* Tasks for this exercise *
(a) In the passage about Tess and Angel Clare, what does Angel offer the girls when he meets them on the road?
(b) Write the next part of the passage about Tess and Angel Clare, picking up after its final sentence.

===== Text to read

Uncertain of how to avoid the impact that such a disaster would make on their delicate shoes and dresses, they are soon met by the figure of the dashing, eligible dairy farmer, Angel Clare, walking along the road toward them in his trusty gumboots. He offers to carry each of the girls across the puddle in order that they can make it to church unsoiled and on time.

As Angel lifts each of them into his arms, they are forced to confront, in his body language and attitude, the feasibility of their hopes for his attention. Tess is last, and Hardy guides us through the glorious convolutions of their thoughts as he holds her close.

Turning forty has all kinds of effects for different people, but for me, I think one of the most pronounced was that I realised I was on a continuum of change. As a young person, I assumed that my own experience of something like sex, or cultural attitudes to sex, were a kind of ground zero, or natural condition.

==========
===== Dataset rows

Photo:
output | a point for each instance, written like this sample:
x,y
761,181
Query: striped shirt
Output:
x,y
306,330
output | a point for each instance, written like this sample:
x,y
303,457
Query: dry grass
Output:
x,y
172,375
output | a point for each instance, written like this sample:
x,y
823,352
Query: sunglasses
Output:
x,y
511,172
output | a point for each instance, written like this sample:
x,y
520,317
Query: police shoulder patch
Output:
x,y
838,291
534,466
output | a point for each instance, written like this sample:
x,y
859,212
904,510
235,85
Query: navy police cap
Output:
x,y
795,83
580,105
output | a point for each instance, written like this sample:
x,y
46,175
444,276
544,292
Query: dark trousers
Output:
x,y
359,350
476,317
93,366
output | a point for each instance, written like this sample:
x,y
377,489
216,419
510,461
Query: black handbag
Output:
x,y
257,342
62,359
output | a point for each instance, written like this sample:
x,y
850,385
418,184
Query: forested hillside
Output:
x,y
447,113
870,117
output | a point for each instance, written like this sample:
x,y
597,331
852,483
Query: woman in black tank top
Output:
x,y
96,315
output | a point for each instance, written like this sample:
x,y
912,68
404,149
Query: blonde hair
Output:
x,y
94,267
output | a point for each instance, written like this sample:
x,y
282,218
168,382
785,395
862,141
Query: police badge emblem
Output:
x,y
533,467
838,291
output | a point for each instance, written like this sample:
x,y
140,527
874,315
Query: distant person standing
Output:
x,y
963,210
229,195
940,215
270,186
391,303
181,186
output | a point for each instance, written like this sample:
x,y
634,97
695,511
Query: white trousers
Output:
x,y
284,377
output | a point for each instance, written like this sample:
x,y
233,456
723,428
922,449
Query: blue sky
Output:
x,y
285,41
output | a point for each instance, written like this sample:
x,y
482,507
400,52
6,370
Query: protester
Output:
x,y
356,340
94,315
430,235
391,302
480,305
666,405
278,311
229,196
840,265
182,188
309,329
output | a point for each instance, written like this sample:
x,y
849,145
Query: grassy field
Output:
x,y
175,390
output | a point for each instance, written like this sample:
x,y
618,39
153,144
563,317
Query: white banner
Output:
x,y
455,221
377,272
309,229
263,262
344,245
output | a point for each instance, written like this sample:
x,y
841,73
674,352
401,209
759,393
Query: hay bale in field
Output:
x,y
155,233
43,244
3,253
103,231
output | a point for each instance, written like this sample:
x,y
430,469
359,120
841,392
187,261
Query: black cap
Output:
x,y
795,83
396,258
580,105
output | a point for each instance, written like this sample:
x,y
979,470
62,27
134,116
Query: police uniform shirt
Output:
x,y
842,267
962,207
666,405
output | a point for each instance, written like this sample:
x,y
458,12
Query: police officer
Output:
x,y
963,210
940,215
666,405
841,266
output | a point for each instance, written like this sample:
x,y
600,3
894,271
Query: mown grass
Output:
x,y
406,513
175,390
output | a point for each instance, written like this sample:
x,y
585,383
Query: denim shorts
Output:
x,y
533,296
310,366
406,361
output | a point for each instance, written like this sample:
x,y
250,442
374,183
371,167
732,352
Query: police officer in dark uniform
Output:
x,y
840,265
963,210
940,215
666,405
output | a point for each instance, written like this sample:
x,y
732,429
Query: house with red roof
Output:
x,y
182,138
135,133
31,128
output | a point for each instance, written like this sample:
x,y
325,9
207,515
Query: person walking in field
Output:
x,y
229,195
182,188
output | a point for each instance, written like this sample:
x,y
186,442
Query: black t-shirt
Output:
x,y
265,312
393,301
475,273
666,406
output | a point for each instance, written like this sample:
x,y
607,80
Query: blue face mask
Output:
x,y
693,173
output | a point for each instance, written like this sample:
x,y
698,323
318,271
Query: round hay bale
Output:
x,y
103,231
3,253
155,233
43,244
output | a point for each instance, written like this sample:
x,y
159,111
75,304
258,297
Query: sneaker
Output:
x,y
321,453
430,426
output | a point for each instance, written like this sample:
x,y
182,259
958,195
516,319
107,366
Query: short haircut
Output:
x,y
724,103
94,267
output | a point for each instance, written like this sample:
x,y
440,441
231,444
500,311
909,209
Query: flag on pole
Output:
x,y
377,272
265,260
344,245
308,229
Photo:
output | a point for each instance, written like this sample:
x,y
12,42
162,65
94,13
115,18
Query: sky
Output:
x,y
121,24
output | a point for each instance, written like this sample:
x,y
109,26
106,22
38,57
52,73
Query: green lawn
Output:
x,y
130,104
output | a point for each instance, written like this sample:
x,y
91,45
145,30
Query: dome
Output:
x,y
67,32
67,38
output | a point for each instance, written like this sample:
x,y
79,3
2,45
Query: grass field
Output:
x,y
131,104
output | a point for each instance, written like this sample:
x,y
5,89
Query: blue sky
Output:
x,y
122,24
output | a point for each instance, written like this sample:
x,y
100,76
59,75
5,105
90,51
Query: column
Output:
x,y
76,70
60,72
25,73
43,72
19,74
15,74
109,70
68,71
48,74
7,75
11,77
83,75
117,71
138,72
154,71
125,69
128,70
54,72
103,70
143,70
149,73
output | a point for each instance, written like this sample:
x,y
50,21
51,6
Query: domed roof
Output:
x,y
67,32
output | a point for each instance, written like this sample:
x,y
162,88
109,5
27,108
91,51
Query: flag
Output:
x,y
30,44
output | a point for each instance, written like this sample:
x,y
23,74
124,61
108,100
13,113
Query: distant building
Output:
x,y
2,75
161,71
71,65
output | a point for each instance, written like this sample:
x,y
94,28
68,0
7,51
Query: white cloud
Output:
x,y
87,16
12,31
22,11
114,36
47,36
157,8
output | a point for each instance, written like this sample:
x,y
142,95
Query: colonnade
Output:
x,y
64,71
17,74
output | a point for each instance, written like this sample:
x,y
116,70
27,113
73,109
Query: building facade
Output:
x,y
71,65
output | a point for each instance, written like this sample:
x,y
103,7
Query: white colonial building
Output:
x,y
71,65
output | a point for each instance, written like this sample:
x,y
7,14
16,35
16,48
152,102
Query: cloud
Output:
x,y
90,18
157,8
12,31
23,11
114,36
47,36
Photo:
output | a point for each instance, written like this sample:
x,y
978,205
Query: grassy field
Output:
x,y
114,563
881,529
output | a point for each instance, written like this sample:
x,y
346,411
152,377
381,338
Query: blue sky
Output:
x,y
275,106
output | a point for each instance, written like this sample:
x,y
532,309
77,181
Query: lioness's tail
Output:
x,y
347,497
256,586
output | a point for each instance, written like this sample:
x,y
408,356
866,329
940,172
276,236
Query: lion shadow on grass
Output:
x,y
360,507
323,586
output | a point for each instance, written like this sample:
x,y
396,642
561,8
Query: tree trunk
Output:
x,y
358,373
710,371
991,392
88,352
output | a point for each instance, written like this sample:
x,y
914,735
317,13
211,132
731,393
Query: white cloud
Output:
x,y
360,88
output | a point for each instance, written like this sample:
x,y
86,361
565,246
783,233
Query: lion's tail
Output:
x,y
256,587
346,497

==========

* Results for the exercise *
(a) He offers to carry each of them across the puddle so they can reach church unsoiled and on time.

(b)
As time has passed and sexual mores have been challenged, maybe most of all by the evolution of technology, attitudes to sex, love and beauty have changed, and some political forces have worked pretty hard to sever what were once considered the essential relationships between them.

Sex has never been so accessible as now, courtesy of the smartphone and the dating app. In the same way, anyone who can access the internet can see more breasts in an hour than Ambrosio could have hallucinated over the course of a lifetime.

Whether that’s a moral issue is beyond the scope of this blog to contemplate. However, I wish that every breast exerted such mythological power. And if the act of sex itself is less impactful than being carried across a muddy puddle in the arms of a dashing dairy farmer, my guess is that you’re doing it wrong.